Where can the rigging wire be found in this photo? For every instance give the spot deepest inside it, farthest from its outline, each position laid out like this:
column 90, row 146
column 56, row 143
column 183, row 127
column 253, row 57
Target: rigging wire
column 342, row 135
──────────────────────────────
Retype all of the material above, keeping every line unchanged and in its original order.

### THE RESULT
Where can the rigging wire be found in this photo? For every instance give the spot deepest inside it, farthest from its outline, each position laid out like this:
column 90, row 146
column 56, row 143
column 183, row 127
column 253, row 57
Target: rigging wire
column 342, row 135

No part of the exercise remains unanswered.